To be done: Repeat exactly the lines from the line containing "query (the phrase naming what to segment): coastline" through the last line of the records below, inclusive, and nothing else.
--- BEGIN Provided records ---
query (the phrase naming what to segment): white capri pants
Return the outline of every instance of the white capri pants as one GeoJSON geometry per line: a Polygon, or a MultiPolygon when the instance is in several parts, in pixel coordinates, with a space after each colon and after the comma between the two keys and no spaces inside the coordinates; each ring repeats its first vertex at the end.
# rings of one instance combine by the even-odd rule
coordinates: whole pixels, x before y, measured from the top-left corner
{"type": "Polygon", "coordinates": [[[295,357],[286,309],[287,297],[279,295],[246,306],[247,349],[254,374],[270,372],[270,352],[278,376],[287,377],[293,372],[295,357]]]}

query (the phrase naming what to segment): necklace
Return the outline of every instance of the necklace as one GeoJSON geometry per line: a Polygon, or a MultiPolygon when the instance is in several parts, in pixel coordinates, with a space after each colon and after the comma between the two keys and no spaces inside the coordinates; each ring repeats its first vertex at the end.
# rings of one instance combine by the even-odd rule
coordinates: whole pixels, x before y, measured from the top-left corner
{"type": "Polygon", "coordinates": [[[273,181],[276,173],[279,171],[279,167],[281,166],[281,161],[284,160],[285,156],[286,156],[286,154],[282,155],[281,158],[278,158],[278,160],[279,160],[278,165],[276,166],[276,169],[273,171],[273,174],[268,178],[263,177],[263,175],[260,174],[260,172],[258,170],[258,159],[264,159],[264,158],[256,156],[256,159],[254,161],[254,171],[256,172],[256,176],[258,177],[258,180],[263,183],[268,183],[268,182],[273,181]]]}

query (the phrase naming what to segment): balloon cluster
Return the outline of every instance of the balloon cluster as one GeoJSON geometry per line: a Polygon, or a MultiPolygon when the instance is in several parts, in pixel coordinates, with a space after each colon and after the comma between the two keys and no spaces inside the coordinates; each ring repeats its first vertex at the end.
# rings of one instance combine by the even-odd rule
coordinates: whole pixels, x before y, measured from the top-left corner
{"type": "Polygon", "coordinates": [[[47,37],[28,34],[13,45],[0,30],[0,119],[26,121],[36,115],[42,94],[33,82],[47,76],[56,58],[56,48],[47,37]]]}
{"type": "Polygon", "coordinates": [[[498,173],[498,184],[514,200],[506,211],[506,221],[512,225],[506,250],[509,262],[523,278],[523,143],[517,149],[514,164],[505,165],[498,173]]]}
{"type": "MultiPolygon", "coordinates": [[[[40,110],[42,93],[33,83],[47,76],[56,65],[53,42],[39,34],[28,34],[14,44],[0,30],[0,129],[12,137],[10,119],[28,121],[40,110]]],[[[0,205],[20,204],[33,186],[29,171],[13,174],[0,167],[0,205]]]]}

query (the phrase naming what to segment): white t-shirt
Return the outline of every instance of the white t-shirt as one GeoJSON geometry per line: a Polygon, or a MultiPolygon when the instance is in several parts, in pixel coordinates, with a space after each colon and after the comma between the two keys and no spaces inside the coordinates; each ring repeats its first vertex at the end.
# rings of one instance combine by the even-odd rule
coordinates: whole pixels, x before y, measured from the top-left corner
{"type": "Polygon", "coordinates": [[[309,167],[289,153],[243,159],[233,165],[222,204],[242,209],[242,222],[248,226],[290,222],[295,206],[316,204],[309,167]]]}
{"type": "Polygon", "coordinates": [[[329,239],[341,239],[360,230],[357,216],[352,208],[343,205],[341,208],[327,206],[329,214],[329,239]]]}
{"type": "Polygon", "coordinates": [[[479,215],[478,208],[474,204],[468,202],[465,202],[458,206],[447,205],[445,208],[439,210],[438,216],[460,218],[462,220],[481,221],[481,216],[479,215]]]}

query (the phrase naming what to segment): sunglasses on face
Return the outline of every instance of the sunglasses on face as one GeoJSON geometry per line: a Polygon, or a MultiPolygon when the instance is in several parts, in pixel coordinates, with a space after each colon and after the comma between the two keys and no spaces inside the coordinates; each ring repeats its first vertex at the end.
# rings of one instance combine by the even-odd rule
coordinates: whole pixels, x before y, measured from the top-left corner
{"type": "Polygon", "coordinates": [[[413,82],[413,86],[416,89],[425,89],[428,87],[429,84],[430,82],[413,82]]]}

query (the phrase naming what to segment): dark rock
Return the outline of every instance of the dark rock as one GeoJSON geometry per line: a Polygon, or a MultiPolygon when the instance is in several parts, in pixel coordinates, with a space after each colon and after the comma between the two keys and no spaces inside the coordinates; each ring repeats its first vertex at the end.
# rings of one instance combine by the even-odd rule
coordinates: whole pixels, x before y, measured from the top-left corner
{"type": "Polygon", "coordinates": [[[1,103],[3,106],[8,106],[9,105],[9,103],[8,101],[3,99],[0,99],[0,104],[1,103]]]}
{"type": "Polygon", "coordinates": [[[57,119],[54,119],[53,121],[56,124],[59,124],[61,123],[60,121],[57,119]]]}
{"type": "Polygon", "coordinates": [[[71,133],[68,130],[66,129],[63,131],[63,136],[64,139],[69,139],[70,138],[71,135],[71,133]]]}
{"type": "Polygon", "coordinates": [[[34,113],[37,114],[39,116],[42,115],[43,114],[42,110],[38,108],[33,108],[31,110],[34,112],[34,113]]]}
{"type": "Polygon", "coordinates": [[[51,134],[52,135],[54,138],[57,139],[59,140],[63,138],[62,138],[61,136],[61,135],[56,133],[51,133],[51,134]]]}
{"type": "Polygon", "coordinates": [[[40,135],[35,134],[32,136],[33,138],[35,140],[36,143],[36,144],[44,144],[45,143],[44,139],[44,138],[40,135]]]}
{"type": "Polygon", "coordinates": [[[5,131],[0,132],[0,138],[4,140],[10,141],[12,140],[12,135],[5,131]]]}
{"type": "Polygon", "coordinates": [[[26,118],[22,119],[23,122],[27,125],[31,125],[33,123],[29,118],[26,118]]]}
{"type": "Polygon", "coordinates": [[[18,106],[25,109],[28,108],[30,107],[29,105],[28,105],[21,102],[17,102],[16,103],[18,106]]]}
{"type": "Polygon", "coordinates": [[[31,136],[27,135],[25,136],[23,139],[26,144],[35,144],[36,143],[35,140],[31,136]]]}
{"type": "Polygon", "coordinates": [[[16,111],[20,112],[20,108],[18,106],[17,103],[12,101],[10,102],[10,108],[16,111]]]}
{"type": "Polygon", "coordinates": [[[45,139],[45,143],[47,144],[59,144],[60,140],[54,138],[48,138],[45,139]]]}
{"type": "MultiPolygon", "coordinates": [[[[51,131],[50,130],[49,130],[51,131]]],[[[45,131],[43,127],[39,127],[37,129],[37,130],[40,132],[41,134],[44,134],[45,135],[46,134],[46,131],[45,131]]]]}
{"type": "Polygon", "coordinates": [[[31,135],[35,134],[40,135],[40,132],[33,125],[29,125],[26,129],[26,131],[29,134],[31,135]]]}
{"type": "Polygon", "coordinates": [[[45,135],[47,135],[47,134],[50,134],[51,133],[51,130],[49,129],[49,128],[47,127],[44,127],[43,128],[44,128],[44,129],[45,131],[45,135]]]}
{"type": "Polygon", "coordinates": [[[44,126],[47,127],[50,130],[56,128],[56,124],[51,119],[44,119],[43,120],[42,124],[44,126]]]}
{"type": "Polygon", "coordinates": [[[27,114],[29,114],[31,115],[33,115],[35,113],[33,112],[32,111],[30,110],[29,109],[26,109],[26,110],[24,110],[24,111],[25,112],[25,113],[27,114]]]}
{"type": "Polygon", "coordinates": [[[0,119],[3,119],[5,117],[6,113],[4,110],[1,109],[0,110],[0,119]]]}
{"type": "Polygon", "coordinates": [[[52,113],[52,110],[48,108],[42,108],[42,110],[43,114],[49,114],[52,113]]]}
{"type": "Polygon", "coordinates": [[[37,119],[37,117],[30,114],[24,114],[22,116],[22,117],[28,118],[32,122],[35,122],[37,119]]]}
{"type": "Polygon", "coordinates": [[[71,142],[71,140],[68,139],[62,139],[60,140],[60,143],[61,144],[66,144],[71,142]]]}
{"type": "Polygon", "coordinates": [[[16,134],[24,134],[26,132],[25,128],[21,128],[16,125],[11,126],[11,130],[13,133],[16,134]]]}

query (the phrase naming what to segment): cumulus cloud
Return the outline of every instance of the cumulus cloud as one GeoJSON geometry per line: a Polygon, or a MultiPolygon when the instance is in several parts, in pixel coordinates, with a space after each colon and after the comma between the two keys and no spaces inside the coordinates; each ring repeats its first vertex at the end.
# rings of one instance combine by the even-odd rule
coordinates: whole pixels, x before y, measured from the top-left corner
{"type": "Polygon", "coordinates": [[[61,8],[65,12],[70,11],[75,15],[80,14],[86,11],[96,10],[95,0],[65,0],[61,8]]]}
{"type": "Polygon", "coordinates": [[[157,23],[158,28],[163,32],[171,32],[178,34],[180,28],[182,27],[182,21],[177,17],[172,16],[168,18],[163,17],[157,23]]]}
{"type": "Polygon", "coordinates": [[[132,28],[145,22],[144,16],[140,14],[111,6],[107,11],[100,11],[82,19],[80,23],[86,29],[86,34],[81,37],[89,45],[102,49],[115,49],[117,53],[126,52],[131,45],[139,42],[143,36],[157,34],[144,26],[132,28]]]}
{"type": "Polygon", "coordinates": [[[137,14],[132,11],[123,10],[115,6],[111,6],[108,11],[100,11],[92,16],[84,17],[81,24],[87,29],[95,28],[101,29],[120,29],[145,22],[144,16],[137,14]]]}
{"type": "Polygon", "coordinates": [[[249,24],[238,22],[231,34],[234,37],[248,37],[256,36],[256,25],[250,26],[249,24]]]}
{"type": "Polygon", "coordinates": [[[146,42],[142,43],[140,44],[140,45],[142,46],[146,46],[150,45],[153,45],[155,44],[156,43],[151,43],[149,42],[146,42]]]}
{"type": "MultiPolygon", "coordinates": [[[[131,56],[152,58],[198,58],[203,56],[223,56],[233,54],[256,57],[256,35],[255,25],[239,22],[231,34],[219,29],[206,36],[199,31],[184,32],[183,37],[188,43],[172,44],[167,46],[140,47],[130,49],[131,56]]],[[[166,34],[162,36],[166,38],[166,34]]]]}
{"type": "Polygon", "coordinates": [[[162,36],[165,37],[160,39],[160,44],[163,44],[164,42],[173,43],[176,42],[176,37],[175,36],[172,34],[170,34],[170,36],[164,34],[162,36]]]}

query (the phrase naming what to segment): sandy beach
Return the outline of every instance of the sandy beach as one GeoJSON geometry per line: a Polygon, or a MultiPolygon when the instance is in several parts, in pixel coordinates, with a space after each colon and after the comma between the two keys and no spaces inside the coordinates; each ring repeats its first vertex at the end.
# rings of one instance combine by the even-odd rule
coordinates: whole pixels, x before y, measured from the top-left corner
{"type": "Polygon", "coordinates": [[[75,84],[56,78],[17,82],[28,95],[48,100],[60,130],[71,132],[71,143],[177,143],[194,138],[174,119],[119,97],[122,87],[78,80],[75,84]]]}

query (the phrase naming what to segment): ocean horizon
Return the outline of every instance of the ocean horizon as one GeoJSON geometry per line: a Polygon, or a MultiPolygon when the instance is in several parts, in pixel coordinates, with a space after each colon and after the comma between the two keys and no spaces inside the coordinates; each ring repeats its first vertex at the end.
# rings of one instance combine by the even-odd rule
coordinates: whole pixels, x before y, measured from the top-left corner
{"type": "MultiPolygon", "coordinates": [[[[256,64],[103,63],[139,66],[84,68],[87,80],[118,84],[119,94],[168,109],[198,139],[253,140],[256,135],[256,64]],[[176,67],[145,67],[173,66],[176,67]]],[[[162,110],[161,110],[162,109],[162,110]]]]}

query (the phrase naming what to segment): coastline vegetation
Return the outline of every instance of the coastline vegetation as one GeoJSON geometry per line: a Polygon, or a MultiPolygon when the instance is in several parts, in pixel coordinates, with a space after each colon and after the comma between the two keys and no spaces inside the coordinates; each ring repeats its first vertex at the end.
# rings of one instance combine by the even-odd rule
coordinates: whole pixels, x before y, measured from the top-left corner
--- END Provided records ---
Written answer:
query (the phrase naming what to segment): coastline vegetation
Return the outline of every instance of the coastline vegetation as one GeoJSON geometry per line: a Polygon, or a MultiPolygon when the instance is in several parts, in pixel coordinates, with a space after each colon and after the comma between the two keys and no spaces inside the coordinates; each ring repeats its first vertex at the end.
# rings of one instance combine by the even-odd rule
coordinates: whole pixels, x before y, measured from the top-left corner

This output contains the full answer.